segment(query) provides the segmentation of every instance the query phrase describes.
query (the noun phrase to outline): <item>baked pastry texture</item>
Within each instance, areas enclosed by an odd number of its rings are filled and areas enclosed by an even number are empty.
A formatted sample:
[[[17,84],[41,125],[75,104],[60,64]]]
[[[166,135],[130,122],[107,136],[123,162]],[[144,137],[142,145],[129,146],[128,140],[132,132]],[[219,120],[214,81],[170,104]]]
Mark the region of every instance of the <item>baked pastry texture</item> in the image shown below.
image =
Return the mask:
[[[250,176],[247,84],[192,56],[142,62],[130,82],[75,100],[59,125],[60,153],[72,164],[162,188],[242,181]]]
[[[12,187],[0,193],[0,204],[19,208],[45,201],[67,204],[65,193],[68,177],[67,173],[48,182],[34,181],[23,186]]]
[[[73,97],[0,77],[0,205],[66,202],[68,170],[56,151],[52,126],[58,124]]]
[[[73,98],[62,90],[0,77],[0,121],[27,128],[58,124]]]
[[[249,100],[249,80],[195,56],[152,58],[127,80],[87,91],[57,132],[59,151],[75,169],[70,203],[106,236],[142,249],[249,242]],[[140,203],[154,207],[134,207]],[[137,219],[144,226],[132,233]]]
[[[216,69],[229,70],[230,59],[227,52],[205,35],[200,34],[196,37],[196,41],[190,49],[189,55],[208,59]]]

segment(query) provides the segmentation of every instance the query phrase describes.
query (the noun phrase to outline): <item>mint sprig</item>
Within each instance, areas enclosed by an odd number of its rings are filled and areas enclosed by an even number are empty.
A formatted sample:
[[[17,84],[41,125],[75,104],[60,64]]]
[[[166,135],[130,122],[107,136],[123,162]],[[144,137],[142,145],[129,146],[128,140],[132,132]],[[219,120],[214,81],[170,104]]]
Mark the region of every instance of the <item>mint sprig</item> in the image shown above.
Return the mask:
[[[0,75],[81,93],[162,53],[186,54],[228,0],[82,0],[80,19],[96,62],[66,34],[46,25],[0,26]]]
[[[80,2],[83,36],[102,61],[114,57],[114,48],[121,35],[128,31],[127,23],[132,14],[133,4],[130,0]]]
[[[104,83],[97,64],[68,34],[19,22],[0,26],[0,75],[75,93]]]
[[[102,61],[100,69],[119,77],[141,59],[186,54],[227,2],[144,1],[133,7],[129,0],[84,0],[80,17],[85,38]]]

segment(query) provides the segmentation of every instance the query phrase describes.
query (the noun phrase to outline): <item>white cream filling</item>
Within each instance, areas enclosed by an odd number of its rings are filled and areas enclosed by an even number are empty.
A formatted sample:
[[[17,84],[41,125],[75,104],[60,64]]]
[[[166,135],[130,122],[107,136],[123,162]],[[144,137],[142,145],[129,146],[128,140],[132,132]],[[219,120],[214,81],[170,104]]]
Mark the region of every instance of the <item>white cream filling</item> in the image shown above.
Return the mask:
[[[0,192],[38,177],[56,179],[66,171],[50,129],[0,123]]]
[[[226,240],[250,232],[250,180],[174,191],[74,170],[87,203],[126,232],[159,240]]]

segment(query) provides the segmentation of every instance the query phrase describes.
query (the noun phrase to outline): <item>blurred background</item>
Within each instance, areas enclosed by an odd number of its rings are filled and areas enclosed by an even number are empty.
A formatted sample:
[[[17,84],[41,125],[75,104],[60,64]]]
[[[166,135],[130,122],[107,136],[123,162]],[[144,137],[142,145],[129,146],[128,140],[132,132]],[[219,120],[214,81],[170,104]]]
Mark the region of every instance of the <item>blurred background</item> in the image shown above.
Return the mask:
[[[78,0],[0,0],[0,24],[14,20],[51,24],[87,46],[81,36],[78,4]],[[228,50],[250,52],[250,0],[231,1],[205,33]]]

■ ■ ■

Above are the records; set each one down word for word.

segment(query) provides the segmentation of every instance the query phrase describes.
query (the noun phrase to outline): <item>baked pastry texture</item>
Within each instance, areas enclosed by an odd number of its rings are filled and areas enclosed by an even number are empty.
A formatted sample:
[[[17,84],[41,125],[75,104],[60,64]]]
[[[166,135],[130,122],[107,136],[123,162]],[[144,137],[142,145],[129,146],[128,140],[132,132]],[[219,120],[214,81],[170,104]]]
Mark the region of every instance of the <item>baked pastry texture</item> in the image shown below.
image =
Return the mask:
[[[250,176],[247,84],[192,56],[142,62],[130,82],[75,100],[59,125],[60,153],[72,164],[162,188],[242,181]]]
[[[12,187],[0,193],[0,204],[19,208],[45,201],[67,204],[65,193],[68,177],[67,173],[48,182],[34,181],[23,186]]]
[[[73,97],[0,77],[0,205],[66,202],[68,170],[56,151],[52,126],[58,124]]]
[[[73,98],[62,90],[0,77],[0,121],[27,128],[58,124]]]
[[[249,100],[249,80],[195,56],[152,58],[127,80],[87,91],[57,132],[59,151],[75,169],[70,203],[106,236],[142,249],[249,242]],[[140,203],[154,207],[134,207]],[[137,219],[144,226],[132,233]]]
[[[216,69],[229,70],[230,59],[227,52],[205,35],[200,34],[196,37],[196,41],[190,49],[189,55],[208,59]]]

segment(query) provides the segmentation of every instance the query phrase describes.
query (the noun phrase to outline): <item>mint sprig</item>
Within each instance, areas enclosed by an odd number of its rings are filled and areas enclosed by an even number are empty.
A formatted sample:
[[[17,84],[41,125],[75,104],[60,64]]]
[[[166,135],[130,122],[107,136],[123,162]],[[144,137],[142,145],[129,146],[128,140],[132,132]],[[219,120],[214,81],[170,104]]]
Mark the region of every instance of the <item>mint sprig</item> in the image shown above.
Return the mask:
[[[0,75],[81,93],[162,53],[186,54],[228,0],[82,0],[80,19],[96,62],[66,34],[46,25],[0,26]]]
[[[80,2],[83,36],[102,61],[114,57],[114,48],[121,35],[128,31],[127,23],[132,14],[133,4],[130,0]]]
[[[104,83],[97,64],[68,34],[19,22],[0,26],[0,75],[75,93]]]
[[[102,61],[100,69],[119,77],[141,59],[186,54],[227,2],[144,1],[133,7],[129,0],[84,0],[80,17],[85,38]]]

segment(query) provides the segmentation of every instance the query phrase describes.
query (the noun phrase to outline): <item>white cream filling</item>
Within each instance, areas enclosed by an odd number of its rings are filled and areas enclosed by an even number are empty.
A formatted sample:
[[[17,84],[41,125],[75,104],[60,64]]]
[[[166,135],[130,122],[107,136],[123,162]],[[144,137],[142,145],[129,146],[128,140],[132,132]],[[219,120],[214,81],[170,104]]]
Mark the region of every instance of the <item>white cream filling</item> in the image shown above.
Return the mask:
[[[0,192],[38,177],[56,179],[66,171],[50,129],[0,123]]]
[[[226,240],[250,232],[250,180],[174,191],[74,170],[87,203],[126,232],[159,240]]]

segment(query) provides the segmentation of every instance the query phrase describes.
query (the noun phrase to outline): <item>blurred background</item>
Within each instance, areas enclosed by an odd number of its rings are filled and areas enclosed by an even number are empty.
A formatted sample:
[[[17,84],[41,125],[75,104],[60,64]]]
[[[166,135],[130,122],[107,136],[123,162]],[[144,137],[142,145],[129,146],[128,140],[132,132]],[[219,120],[214,81],[170,104]]]
Mark the region of every instance of the <item>blurred background</item> in the image shown above.
Return the mask:
[[[78,0],[0,0],[0,24],[14,20],[51,24],[87,46],[81,36],[78,4]],[[228,50],[250,52],[250,0],[231,1],[205,33]]]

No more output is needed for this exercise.